→ What is asked:
A) List every application of light field cameras that the introduction below names in its sentence beginning "In recent years".
B) In the introduction below, transcribe the passage starting with "1. The occlusion" and going on through "focal stack images.".

→ Reading text:
1. Introduction
Light Field cameras, due to their ability of collecting 4D light field information, provide many capabilities that can never be provided by conventional cameras, such as controlling of field depth, refocusing after the fact, and changing of view points [1]. In recent years, light field cameras enjoy a variety of applications, such like light field depth map estimation [2], digital refocusing [3], 3-D image reconstruction and stereo vision matching. An important prerequisite for achieving these applications is to obtain an accurate and efficient depth estimation of light-field images. Recently, many depth estimation algorithms based on light-field images have been proposed [4]. However, these algorithms do not take spatial and angular resolution into consideration, thus having the following two limitations in the presence of depth discontinuities or occlusions.
1. The occlusion detection algorithms involved in these algorithms are sensitive to the surface texture and color of objects in some cases.
2. The accuracy of depth estimation usually depends on the distance between two focal stack images.
To overcome the aforementioned drawbacks, this work proposes an edge- preserving light-field flow estimation algorithm. Firstly, the dense optical flow field of multi-frame sub-apertures of light-field images is computed. Then, all occlusions that may occur during the computation are taken into account. Based on the geometrical features of light-field images and the correspondence among them, a robust light-field flow can be obtained, which contains the accurate depth estimation and occlusion detection. It is worth noting that linear regression is performed on multi-aperture images in our proposed algorithm. As a result, it can well handle two problems that are suffered by conventional optical flow approaches: one is the accuracy-loss during the computation of the optical flow value between two images, and the other is that the occlusion region cannot be detected correctly.

→ Data rows:
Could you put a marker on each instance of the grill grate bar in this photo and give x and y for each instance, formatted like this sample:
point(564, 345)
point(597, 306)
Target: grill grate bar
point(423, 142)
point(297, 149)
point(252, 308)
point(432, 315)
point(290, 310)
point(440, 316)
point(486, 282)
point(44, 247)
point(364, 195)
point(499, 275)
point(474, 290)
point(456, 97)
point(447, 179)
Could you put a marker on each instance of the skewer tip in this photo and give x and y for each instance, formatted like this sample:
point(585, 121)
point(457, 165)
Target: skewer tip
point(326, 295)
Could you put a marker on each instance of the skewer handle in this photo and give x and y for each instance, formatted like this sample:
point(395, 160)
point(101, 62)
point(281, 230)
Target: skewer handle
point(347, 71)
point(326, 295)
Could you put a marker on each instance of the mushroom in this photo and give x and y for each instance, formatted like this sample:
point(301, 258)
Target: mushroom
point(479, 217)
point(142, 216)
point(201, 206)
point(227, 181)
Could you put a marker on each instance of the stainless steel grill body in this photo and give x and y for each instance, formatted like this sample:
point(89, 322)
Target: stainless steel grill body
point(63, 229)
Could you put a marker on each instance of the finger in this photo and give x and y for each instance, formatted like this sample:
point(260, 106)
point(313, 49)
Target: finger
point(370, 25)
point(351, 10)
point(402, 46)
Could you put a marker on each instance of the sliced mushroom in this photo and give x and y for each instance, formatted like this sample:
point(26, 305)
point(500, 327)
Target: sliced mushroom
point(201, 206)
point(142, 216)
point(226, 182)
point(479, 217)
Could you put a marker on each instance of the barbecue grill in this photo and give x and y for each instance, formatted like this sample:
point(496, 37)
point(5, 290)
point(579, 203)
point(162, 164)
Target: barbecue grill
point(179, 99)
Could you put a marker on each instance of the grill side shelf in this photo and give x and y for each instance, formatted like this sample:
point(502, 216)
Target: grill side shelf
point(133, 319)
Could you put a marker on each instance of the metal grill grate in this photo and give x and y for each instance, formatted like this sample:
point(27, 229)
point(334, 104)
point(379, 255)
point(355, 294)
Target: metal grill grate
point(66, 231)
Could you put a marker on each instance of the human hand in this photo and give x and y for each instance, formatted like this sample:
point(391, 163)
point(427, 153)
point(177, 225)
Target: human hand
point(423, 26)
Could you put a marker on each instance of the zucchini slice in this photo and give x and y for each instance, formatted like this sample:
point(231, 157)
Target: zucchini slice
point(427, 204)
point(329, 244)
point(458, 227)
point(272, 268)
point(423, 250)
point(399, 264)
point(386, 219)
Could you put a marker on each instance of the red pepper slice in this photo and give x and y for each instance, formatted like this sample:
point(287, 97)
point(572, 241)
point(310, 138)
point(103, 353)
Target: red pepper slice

→ Exercise answers:
A)
- light field depth map estimation
- digital refocusing
- 3-D image reconstruction
- stereo vision matching

B)
1. The occlusion detection algorithms involved in these algorithms are sensitive to the surface texture and color of objects in some cases.
2. The accuracy of depth estimation usually depends on the distance between two focal stack images.